> [TEXTO FORNECIDO]
********

Tudo isso vem a propósito da entrevista de Roberto Freire, presidente nacional do PPS, à IstoÉ desta semana, que ainda não chegou às bancas em Paulo Afonso. Nela, o ex-deputado assume a versão de que o 1º de abril de 1964 foi um contragolpe da direita ao golpe em preparo da esquerda.
A seguir, no Pinga-Fogo de Inaldo Sampaio, o conteúdo comentado da entrevista “Freire muda de opinião sobre 64”:
“Uma entrevista do presidente nacional do PPS, ex-deputado Roberto Freire, à revista IstoÉ desta semana, é um documento histórico da maior importância pelas opiniões que ele emite sobre o movimento militar de 1º de abril de 64, que os vitoriosos chamam de “revolução, e os derrotados de “golpe militar”.

********

> [EXTRATO DE DADOS]

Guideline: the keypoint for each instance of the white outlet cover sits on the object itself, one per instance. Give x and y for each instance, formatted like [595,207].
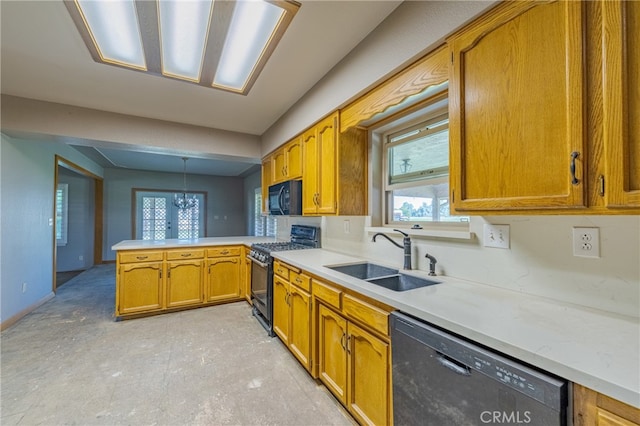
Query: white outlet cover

********

> [ENUNCIADO]
Reescreva o texto fornecido desde "Tudo isso vem" até "preparo da esquerda.", inclusive, trocando "ex-deputado" por "ex-parlamentar". A listagem provém de uma fonte distinta da do texto fornecido.

> [SOLUÇÃO]
Tudo isso vem a propósito da entrevista de Roberto Freire, presidente nacional do PPS, à IstoÉ desta semana, que ainda não chegou às bancas em Paulo Afonso. Nela, o ex-parlamentar assume a versão de que o 1º de abril de 1964 foi um contragolpe da direita ao golpe em preparo da esquerda.